Given instruction:
In this exercise, reproduce all the entries that follow exactly.

━━━ Extracted data

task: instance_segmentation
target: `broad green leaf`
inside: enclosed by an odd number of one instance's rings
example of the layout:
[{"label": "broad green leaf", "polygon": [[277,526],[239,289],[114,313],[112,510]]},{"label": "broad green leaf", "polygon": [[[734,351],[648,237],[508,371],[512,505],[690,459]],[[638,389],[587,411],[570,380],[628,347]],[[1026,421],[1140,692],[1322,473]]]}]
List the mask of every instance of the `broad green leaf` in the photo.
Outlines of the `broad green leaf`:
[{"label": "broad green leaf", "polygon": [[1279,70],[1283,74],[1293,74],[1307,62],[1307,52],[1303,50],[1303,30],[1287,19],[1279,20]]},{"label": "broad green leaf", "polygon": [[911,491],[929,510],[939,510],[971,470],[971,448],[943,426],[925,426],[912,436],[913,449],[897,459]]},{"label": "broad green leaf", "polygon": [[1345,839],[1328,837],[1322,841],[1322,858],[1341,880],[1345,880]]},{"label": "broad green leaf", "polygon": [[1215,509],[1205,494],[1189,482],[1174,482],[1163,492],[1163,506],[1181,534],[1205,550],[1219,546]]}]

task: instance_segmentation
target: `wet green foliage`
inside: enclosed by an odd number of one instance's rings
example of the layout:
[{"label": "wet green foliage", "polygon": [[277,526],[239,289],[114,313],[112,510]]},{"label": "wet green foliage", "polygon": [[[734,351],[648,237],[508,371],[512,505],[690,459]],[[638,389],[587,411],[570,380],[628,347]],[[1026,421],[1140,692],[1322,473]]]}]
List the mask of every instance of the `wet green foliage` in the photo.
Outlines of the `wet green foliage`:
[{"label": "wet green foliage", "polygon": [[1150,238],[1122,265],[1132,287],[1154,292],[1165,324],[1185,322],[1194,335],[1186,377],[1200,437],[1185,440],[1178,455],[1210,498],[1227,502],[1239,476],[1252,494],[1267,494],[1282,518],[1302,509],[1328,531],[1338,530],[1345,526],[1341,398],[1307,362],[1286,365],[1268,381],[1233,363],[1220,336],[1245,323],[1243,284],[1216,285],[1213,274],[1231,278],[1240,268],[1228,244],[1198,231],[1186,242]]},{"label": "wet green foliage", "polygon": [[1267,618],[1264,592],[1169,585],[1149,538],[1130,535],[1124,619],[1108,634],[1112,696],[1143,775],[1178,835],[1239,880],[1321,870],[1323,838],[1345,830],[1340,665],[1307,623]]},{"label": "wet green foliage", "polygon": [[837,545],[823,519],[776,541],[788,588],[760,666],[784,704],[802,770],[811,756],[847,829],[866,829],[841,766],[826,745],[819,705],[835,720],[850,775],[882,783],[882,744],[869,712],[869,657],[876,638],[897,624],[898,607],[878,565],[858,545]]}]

━━━━━━

Response to this task:
task: instance_segmentation
target: `broad green leaf`
inside: enclosed by an odd number of one instance's rings
example of the layout:
[{"label": "broad green leaf", "polygon": [[277,526],[239,289],[114,313],[112,510]]},{"label": "broad green leaf", "polygon": [[[734,351],[648,237],[508,371],[512,505],[690,459]],[[638,389],[587,411],[570,380],[628,347]],[[1026,421],[1140,692],[1322,473]]]}]
List the mask of every instance of the `broad green leaf` in the photo.
Outlines of the `broad green leaf`:
[{"label": "broad green leaf", "polygon": [[1279,70],[1283,74],[1293,74],[1307,62],[1307,52],[1303,50],[1303,30],[1287,19],[1279,20]]},{"label": "broad green leaf", "polygon": [[911,491],[929,510],[939,510],[971,470],[971,448],[943,426],[925,426],[912,436],[913,449],[897,459]]},{"label": "broad green leaf", "polygon": [[1345,839],[1328,837],[1322,841],[1322,858],[1341,880],[1345,880]]},{"label": "broad green leaf", "polygon": [[1215,509],[1205,494],[1189,482],[1174,482],[1163,492],[1163,506],[1181,534],[1205,550],[1219,546]]}]

task: instance_segmentation
target: `wet green foliage`
inside: enclosed by an odd number of one instance's rings
example of the layout:
[{"label": "wet green foliage", "polygon": [[277,526],[239,289],[114,313],[112,510]]},{"label": "wet green foliage", "polygon": [[[734,351],[648,237],[508,371],[512,505],[690,459]],[[638,389],[587,411],[570,380],[628,347]],[[1026,421],[1140,692],[1322,473]]]}]
List the mask of every instance of the `wet green foliage` in the photo.
Outlines of the `wet green foliage`:
[{"label": "wet green foliage", "polygon": [[1150,238],[1122,265],[1132,287],[1154,292],[1165,324],[1185,322],[1194,335],[1186,377],[1200,437],[1185,440],[1178,455],[1210,498],[1227,502],[1239,476],[1252,494],[1267,494],[1282,518],[1302,509],[1328,531],[1338,530],[1345,526],[1341,398],[1307,362],[1286,365],[1268,381],[1233,363],[1220,336],[1245,323],[1243,284],[1216,285],[1213,274],[1231,278],[1240,268],[1228,244],[1198,231],[1186,242]]},{"label": "wet green foliage", "polygon": [[1267,618],[1264,592],[1169,585],[1149,538],[1130,535],[1124,619],[1108,634],[1112,696],[1143,775],[1178,835],[1239,880],[1321,870],[1323,838],[1345,830],[1340,665],[1307,623]]},{"label": "wet green foliage", "polygon": [[837,545],[823,519],[776,541],[788,588],[760,666],[784,704],[802,770],[811,756],[847,829],[866,829],[841,766],[826,745],[819,705],[835,720],[850,775],[882,783],[882,744],[869,712],[869,657],[876,638],[897,624],[898,607],[878,565],[858,545]]}]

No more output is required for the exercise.